» EXERCISE OBJECTIVE
Turn every line of the records below into a Markdown table with the columns "Row" and "Line", numbering each row and skipping blank lines.

BEGIN

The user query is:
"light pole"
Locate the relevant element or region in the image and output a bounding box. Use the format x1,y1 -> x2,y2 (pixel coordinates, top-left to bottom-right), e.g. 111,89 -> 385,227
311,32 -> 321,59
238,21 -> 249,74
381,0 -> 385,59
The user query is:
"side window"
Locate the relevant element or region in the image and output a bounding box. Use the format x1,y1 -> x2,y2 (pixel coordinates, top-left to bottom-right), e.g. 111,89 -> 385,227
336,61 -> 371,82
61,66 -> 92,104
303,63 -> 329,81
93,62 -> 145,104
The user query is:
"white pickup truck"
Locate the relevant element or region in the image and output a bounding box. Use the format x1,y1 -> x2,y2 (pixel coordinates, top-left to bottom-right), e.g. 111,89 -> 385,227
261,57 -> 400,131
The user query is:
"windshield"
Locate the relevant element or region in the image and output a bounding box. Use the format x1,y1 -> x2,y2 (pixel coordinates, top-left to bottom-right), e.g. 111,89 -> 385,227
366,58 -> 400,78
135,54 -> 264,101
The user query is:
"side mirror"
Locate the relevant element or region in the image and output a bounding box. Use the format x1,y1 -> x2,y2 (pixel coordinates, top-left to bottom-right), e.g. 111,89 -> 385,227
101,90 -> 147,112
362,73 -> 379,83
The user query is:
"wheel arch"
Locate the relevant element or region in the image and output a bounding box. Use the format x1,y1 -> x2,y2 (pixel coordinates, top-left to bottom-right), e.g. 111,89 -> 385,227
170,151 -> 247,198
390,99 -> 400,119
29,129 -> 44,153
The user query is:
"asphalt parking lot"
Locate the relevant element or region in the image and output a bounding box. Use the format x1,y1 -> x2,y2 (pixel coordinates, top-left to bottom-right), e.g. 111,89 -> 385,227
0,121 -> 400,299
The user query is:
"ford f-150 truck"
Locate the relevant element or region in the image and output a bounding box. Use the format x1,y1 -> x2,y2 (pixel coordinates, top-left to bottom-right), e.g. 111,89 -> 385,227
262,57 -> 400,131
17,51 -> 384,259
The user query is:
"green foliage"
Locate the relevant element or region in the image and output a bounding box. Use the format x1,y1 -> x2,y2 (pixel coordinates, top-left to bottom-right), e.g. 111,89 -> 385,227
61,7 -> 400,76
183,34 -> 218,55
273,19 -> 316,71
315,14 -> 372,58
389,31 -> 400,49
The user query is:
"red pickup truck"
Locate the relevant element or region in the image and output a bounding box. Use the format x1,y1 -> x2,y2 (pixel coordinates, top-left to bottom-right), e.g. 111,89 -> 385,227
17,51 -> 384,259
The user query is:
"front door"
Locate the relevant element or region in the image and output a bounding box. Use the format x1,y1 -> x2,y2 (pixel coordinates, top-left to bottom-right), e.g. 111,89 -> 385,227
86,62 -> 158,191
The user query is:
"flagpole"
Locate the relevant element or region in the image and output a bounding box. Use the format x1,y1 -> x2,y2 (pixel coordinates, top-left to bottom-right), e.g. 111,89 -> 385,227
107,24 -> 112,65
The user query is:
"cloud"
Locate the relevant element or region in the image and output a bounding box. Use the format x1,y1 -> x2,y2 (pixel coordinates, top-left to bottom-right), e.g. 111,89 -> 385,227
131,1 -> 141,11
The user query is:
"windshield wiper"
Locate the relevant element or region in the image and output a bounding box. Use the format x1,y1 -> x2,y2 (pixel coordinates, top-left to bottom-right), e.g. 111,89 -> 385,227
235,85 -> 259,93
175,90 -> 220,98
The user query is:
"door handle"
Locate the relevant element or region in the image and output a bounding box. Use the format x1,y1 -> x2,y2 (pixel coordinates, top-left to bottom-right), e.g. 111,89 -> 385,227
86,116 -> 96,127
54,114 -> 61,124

END

» REPLY TO THE TASK
| Row | Line |
|---|---|
| 1 | The user query is: |
| 2 | "light pole" |
| 3 | Locate the relevant element or region in the image and output a bounding box. Use the format x1,y1 -> x2,y2 (pixel coordinates, top-left to bottom-right), e.g. 111,89 -> 385,227 |
| 4 | 311,32 -> 321,59 |
| 5 | 238,21 -> 249,74 |
| 6 | 381,0 -> 385,59 |
| 7 | The user query is: |
| 8 | "side window" |
| 9 | Locate the relevant element or region in the image and output a bounding box. Use the format x1,y1 -> x2,y2 (pixel coordinates, top-left to bottom-right), e.g. 111,89 -> 385,227 |
| 10 | 336,61 -> 371,82 |
| 11 | 61,66 -> 92,104 |
| 12 | 303,63 -> 329,81 |
| 13 | 93,62 -> 145,104 |
| 14 | The user query is: |
| 15 | "white pickup truck" |
| 16 | Locate the relevant element or region in the image and output a bounding box. Use the format x1,y1 -> x2,y2 (pixel coordinates, top-left to bottom-right), e.g. 111,89 -> 385,227 |
| 17 | 261,57 -> 400,131 |
| 18 | The user query is: |
| 19 | "windshield" |
| 20 | Locate the relevant element or region in the image and output a bounding box. Use the format x1,y1 -> x2,y2 (pixel coordinates, top-left to bottom-right), e.g. 111,89 -> 385,227 |
| 21 | 366,58 -> 400,78 |
| 22 | 135,54 -> 264,101 |
| 23 | The user query is: |
| 24 | "side mirror" |
| 25 | Locate the relevant element or region in the image and output a bounding box. Use the format x1,y1 -> x2,y2 (pixel coordinates, top-left to bottom-right), e.g. 111,89 -> 385,227 |
| 26 | 101,90 -> 147,112 |
| 27 | 362,73 -> 379,83 |
| 28 | The user query is: |
| 29 | "wheel arch" |
| 30 | Locate the relevant element or region in the image and output a bounding box. Use the format x1,y1 -> x2,y2 (pixel coordinates, top-left to bottom-right), e.g. 111,89 -> 385,227 |
| 31 | 170,151 -> 247,198 |
| 32 | 390,99 -> 400,119 |
| 33 | 29,129 -> 44,153 |
| 34 | The user query is: |
| 35 | "asphalt parking lot" |
| 36 | Locate the relevant element or region in the image and output a bounding box. Use the format x1,y1 -> x2,y2 (pixel coordinates, top-left to bottom-right), e.g. 111,89 -> 385,227 |
| 37 | 0,121 -> 400,299 |
| 38 | The user query is: |
| 39 | "ford f-150 truck" |
| 40 | Locate the relevant element or region in the image and output a bounding box. Use the format x1,y1 -> x2,y2 (pixel coordinates, top-left to bottom-right), e.g. 111,89 -> 385,227 |
| 41 | 262,57 -> 400,131 |
| 42 | 17,51 -> 384,259 |
| 43 | The user query is: |
| 44 | "green foliage" |
| 45 | Locate the relevant element or region in the image and output a bounding box. Use the format x1,y1 -> x2,y2 (pixel coordinates, top-left to bottom-right), e.g. 111,89 -> 385,227 |
| 46 | 61,7 -> 400,76 |
| 47 | 183,34 -> 218,55 |
| 48 | 273,19 -> 316,71 |
| 49 | 315,14 -> 372,58 |
| 50 | 389,31 -> 400,49 |
| 51 | The user query is: |
| 52 | "red pickup truck" |
| 53 | Locate the relevant element or region in the image and output a bounding box. Use the format x1,y1 -> x2,y2 (pixel coordinates, top-left to bottom-right), e.g. 111,89 -> 385,227 |
| 54 | 17,51 -> 384,259 |
| 55 | The user query is: |
| 56 | "front door" |
| 57 | Locate the relevant element or region in the image and output a bounding box. Use the format x1,y1 -> x2,y2 (pixel coordinates, top-left to bottom-right), e.g. 111,89 -> 385,227 |
| 58 | 86,62 -> 158,191 |
| 59 | The user query is: |
| 60 | "flagpole" |
| 61 | Locate the relevant element or region in the image and output a bounding box. Use the format x1,y1 -> x2,y2 (pixel coordinates, top-left to bottom-right), e.g. 111,89 -> 385,227 |
| 62 | 107,24 -> 112,65 |
| 63 | The user query is: |
| 64 | "cloud" |
| 65 | Locate the relevant element or region in the image and output a bounding box. Use the format x1,y1 -> x2,y2 (pixel coordinates, top-left to bottom-right), e.g. 111,89 -> 385,227 |
| 66 | 131,1 -> 141,11 |
| 67 | The user query is: |
| 68 | "windshield wiper" |
| 69 | Locate the relevant element or region in the image and output a bounding box. Use the format x1,y1 -> x2,y2 (pixel coordinates, top-left to bottom-right), e.g. 111,89 -> 385,227 |
| 70 | 235,85 -> 259,93 |
| 71 | 175,90 -> 220,98 |
| 72 | The user query is: |
| 73 | "door handle" |
| 74 | Locate the relevant element or region in the image and output a bounding box. Use the format x1,y1 -> x2,y2 (pixel coordinates, top-left to bottom-right), e.g. 111,89 -> 385,227 |
| 75 | 86,116 -> 96,127 |
| 76 | 54,114 -> 61,124 |